━━ Texte extrait

L’addiction aux écrans – sérieux danger du développement émotionnel de la jeunesse

gl. Francisco Villar est psychologue clinicien à l’hôpital Sant Joan de Déu de Barcelone, où il traite depuis dix ans les familles d’enfants et d’adolescents suicidaires. Le 22 octobre dernier, il a publié dans le quotidien espagnol «El País» un article: «Il faut interdire les portables jusqu’à l’âge de 16 ans». Très certainement, cet article a inspiré la décision, deux mois plus tard, de la Ministre espagnole de l’éducation. Elle consista à demander aux Ministères régionaux de l’Education de prendre des mesures contre l’utilisation des téléphones portables dans les écoles.

━━━━

Recopiez à l'identique le passage du texte sur l'addiction aux écrans compris entre « gl. Francisco Villar » et « dans les écoles. », ces deux segments inclus. Appuyez-vous uniquement sur le texte.

━━ Données fournies

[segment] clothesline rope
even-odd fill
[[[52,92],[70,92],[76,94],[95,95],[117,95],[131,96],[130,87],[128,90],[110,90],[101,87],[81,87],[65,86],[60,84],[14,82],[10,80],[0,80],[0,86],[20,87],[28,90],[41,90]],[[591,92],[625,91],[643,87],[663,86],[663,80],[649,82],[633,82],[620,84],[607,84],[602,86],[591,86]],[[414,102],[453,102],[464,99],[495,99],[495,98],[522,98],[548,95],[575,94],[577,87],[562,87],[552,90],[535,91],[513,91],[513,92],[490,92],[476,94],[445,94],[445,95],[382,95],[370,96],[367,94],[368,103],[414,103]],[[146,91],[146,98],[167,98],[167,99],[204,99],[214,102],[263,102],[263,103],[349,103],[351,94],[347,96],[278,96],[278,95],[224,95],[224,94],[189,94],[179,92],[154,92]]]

━━━━

Résultat attendu:
gl. Francisco Villar est psychologue clinicien à l’hôpital Sant Joan de Déu de Barcelone, où il traite depuis dix ans les familles d’enfants et d’adolescents suicidaires. Le 22 octobre dernier, il a publié dans le quotidien espagnol «El País» un article: «Il faut interdire les portables jusqu’à l’âge de 16 ans». Très certainement, cet article a inspiré la décision, deux mois plus tard, de la Ministre espagnole de l’éducation. Elle consista à demander aux Ministères régionaux de l’Education de prendre des mesures contre l’utilisation des téléphones portables dans les écoles.